*INSTRUCTIONS FOR THE TASK*. Send back the entries below exactly as they appear.

*SOURCE MATERIAL*.
'''
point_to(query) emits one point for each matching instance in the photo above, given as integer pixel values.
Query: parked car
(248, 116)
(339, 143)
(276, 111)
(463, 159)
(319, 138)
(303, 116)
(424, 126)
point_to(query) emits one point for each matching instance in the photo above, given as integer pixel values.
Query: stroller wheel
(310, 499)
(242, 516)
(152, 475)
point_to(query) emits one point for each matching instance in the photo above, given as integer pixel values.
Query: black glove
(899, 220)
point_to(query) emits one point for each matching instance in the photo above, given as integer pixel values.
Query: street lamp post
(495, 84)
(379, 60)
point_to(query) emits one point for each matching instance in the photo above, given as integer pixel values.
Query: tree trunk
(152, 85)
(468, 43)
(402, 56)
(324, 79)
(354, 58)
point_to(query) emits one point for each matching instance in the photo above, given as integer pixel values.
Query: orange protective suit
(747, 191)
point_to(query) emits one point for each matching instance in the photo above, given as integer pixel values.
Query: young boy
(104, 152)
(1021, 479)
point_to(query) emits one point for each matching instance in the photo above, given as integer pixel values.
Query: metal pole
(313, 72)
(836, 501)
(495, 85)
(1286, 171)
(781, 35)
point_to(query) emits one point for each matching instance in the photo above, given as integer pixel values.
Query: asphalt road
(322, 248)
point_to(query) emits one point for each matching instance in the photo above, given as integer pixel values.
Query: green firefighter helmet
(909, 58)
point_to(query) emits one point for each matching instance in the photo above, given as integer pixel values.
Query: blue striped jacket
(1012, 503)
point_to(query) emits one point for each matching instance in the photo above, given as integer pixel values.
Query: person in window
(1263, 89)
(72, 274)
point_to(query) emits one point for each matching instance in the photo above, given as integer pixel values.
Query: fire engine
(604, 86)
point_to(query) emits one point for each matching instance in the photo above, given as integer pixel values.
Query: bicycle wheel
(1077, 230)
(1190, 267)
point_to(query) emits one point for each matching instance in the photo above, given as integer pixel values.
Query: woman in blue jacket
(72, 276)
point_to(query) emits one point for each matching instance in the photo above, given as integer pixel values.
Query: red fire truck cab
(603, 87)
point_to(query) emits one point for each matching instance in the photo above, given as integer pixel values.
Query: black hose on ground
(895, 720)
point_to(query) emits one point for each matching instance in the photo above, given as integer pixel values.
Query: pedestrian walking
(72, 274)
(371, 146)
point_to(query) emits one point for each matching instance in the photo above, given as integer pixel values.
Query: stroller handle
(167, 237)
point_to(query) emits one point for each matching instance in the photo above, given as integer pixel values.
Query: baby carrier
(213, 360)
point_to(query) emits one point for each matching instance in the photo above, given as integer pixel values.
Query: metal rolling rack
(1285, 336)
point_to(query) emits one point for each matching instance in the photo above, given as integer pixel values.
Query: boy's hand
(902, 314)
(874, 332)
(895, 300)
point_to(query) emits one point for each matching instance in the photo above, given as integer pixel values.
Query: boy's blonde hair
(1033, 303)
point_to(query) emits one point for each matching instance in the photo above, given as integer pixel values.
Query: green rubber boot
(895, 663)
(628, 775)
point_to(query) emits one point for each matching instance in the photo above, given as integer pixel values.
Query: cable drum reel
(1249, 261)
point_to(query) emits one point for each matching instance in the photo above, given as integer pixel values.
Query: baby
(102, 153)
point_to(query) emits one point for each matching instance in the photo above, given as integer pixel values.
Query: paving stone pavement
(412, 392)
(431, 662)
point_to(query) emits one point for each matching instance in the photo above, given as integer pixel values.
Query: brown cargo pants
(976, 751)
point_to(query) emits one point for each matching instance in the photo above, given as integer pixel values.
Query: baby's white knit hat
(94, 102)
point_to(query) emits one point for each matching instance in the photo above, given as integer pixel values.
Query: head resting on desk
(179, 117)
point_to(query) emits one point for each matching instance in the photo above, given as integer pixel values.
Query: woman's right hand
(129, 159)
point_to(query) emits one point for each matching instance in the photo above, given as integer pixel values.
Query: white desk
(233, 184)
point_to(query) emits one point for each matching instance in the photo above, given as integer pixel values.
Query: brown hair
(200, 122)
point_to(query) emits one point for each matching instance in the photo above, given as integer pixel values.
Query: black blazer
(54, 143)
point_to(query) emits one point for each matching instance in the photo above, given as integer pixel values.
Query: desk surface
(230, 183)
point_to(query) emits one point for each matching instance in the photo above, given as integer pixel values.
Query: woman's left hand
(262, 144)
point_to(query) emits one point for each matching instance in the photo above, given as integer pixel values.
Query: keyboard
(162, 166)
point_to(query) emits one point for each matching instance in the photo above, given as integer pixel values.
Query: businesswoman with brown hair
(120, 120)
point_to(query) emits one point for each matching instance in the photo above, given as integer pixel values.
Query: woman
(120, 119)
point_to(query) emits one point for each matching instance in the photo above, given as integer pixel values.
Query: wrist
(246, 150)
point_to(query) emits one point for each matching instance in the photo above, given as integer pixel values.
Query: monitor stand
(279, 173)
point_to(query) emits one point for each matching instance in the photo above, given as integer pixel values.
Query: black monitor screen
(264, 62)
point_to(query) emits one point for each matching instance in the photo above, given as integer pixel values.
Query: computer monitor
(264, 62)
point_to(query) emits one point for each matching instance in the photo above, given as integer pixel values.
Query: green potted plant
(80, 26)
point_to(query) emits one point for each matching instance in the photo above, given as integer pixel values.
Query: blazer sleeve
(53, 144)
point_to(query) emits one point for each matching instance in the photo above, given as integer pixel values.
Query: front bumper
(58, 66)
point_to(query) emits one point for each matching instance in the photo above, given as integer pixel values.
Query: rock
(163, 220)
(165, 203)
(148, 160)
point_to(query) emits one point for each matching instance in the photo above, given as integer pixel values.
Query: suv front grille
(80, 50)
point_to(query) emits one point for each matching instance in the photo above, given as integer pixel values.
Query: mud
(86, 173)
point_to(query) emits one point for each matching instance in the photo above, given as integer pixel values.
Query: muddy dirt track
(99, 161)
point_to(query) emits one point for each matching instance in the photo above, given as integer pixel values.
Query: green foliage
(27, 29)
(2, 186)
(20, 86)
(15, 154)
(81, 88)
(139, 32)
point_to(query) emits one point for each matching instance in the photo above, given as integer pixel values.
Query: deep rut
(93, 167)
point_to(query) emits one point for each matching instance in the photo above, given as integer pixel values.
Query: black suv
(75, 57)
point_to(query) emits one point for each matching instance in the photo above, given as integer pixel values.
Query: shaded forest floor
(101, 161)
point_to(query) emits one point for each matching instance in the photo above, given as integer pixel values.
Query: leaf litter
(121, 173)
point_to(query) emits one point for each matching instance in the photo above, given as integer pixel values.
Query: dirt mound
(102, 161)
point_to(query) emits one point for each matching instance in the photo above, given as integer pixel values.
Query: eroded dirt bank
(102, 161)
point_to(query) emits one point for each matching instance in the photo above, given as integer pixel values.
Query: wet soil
'''
*OUTPUT FOR THIS EXERCISE*.
point_to(query) emits one point for each matching instance in the photo above, given as integer pixel values.
Query: parked car
(248, 116)
(339, 143)
(276, 111)
(463, 159)
(319, 138)
(303, 116)
(424, 126)
point_to(query) emits one point for each matching instance in the photo above, given as integer pixel values.
Query: stroller wheel
(310, 499)
(242, 516)
(152, 475)
point_to(query) emits one point for each matching instance in the photo above, given as integer pixel values.
Query: black glove
(899, 220)
point_to(query) emits one point for each matching instance in the photo above, given as integer pixel values.
Query: street lamp post
(495, 84)
(379, 60)
point_to(query) emits one point for each matching instance in the photo above, given as integer pixel values.
Query: tree trunk
(152, 85)
(468, 43)
(402, 56)
(324, 79)
(354, 58)
point_to(query) emits one point for each matching instance in the photo above, given as integer pixel values.
Query: orange protective suit
(747, 191)
point_to(query) emits one point for each matching instance in the photo above, given as integer pixel values.
Query: young boy
(104, 152)
(1021, 479)
point_to(query) emits one point for each matching instance in the photo above, given as integer pixel values.
Query: metal pole
(313, 72)
(836, 501)
(495, 85)
(1286, 171)
(781, 35)
point_to(query) emits one point for each matching instance in the photo above, given as integer pixel values.
Query: asphalt road
(322, 248)
point_to(query) emits one point for each matching instance in the photo above, given as integer pixel values.
Query: green firefighter helmet
(909, 58)
point_to(query) emits one point for each matching instance in the photo above, given as integer pixel values.
Query: blue striped jacket
(1012, 503)
point_to(query) emits one point for each matching instance in the photo above, given as integer pixel values.
Query: person in window
(1263, 89)
(72, 274)
point_to(query) emits one point for each matching instance in the photo above, given as integer pixel values.
Query: fire engine
(604, 86)
point_to(query) emits one point for each matching instance in the photo above, given as integer pixel values.
Query: bicycle wheel
(1077, 230)
(1190, 267)
point_to(query) emits one point for each matching instance in the photo above, given as integer pixel values.
Query: woman in blue jacket
(72, 276)
point_to(query) emits one point for each matching instance in the photo above, given as integer pixel values.
Query: red fire truck cab
(603, 87)
point_to(query) emits one point for each matching instance in the photo above, given as integer pixel values.
Query: black hose on ground
(895, 720)
point_to(query) emits one point for each matching instance in the photo above, given as integer pixel values.
Query: pedestrian walking
(72, 274)
(371, 146)
point_to(query) emits one point for each matching instance in the photo above, given as integer pixel values.
Query: stroller handle
(167, 237)
point_to(query) emits one point for each matching instance in the photo above, given as integer pixel values.
Query: baby carrier
(213, 360)
point_to(query) emits one point for each matching instance in the photo above, given as integer pixel values.
Query: metal rolling rack
(1285, 336)
point_to(query) emits one point for each matching instance in the photo above, given as integer pixel values.
Query: boy's hand
(902, 314)
(874, 332)
(895, 300)
point_to(query) emits one point for each matching instance in the photo above, given as integer pixel values.
Query: boy's blonde hair
(1033, 303)
point_to(query) emits one point for each matching instance in the photo above, given as integer pixel values.
Query: green rubber boot
(895, 663)
(628, 775)
point_to(query) emits one point for each matching instance in the photo above, given as integer pixel values.
Query: cable drum reel
(1249, 261)
point_to(query) emits one point for each matching instance in the photo above, given as integer pixel values.
Query: baby
(102, 153)
point_to(query) emits one point for each matching instance in the photo above, given as integer pixel values.
Query: paving stone pavement
(412, 392)
(431, 662)
point_to(query) emits one point for each matching instance in the photo above, given as integer pixel values.
Query: brown cargo pants
(976, 751)
point_to(query) emits one point for each matching instance in the photo above, given as integer pixel values.
Query: baby's white knit hat
(94, 102)
point_to(query) emits one point for each matching instance in the photo above, given as integer pixel values.
Query: head resting on desk
(179, 117)
point_to(query) emits one point for each matching instance in the photo above, given as integer pixel values.
Query: woman's right hand
(129, 159)
point_to(query) emits one point for each matching instance in the photo above, given as integer pixel values.
Query: white desk
(233, 184)
point_to(query) emits one point for each matching instance in the photo above, given as integer pixel values.
Query: brown hair
(200, 122)
point_to(query) emits one point for each matching instance in the photo above, given as integer pixel values.
Query: black blazer
(54, 143)
point_to(query) emits one point for each matching instance in the photo above, given as integer pixel values.
Query: desk surface
(230, 183)
point_to(query) emits one point for each matching instance in the photo above, given as integer pixel values.
Query: woman's left hand
(262, 144)
point_to(query) emits one point for each matching instance in the photo above, given as integer pixel values.
Query: keyboard
(162, 166)
point_to(query) emits one point for each matching instance in the photo above, given as integer pixel values.
Query: businesswoman with brown hair
(120, 120)
point_to(query) emits one point for each matching instance in the photo above, given as integer pixel values.
Query: woman
(120, 119)
point_to(query) emits one point for each matching instance in the photo above, given as integer pixel values.
Query: wrist
(246, 150)
point_to(query) emits one point for each matching instance in the photo above, given as integer pixel values.
Query: monitor stand
(279, 173)
point_to(query) emits one point for each matching instance in the photo above, given as integer pixel values.
Query: black monitor screen
(264, 62)
point_to(query) emits one point for each matching instance in the photo above, given as integer pixel values.
Query: computer monitor
(264, 62)
point_to(query) emits one point for each matching instance in the photo above, given as integer pixel values.
Query: green potted plant
(80, 26)
point_to(query) emits one point for each matching instance in the photo above, given as integer pixel values.
Query: blazer sleeve
(53, 144)
point_to(query) emits one point for each matching instance in the photo above, given as integer pixel values.
Query: front bumper
(58, 66)
point_to(query) emits one point for each matching instance in the photo above, given as integer pixel values.
Query: rock
(163, 220)
(165, 203)
(148, 160)
point_to(query) emits one point for each matching instance in the photo above, given as integer pixel values.
Query: suv front grille
(80, 50)
point_to(query) emits one point for each matching instance in the photo above, given as integer pixel values.
Query: mud
(86, 173)
point_to(query) emits one point for each matching instance in the photo above, given as integer pixel values.
Query: muddy dirt track
(99, 161)
point_to(query) emits one point for each matching instance in the photo above, given as integer pixel values.
Query: green foliage
(27, 29)
(2, 186)
(20, 86)
(15, 154)
(81, 88)
(139, 32)
point_to(query) emits one point for each matching instance in the photo above, given as integer pixel values.
Query: deep rut
(93, 167)
point_to(query) emits one point for each matching instance in the photo above, given as integer pixel values.
Query: black suv
(75, 57)
point_to(query) emits one point for each matching instance in the photo above, given as integer pixel values.
Query: shaded forest floor
(101, 161)
point_to(query) emits one point for each matching instance in the photo above, given as integer pixel values.
Query: leaf litter
(121, 173)
point_to(query) emits one point for each matching instance in the photo above, given as integer pixel values.
Query: dirt mound
(102, 161)
point_to(query) emits one point for each matching instance in the photo above, given as integer pixel values.
Query: eroded dirt bank
(102, 161)
point_to(query) emits one point for each matching instance in the photo above, given as integer pixel values.
Query: wet soil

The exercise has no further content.